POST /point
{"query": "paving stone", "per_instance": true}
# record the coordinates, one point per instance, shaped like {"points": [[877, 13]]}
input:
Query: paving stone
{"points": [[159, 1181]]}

...

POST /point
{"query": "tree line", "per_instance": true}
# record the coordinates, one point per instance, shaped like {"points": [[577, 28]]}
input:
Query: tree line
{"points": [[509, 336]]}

==

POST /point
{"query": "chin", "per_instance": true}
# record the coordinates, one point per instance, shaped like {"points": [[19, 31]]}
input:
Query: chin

YOUR INSTRUCTIONS —
Pull out every line of the listing above that contains the string "tree", matching case exactly.

COMPLETED TASK —
{"query": "tree line", "per_instance": true}
Query: tree line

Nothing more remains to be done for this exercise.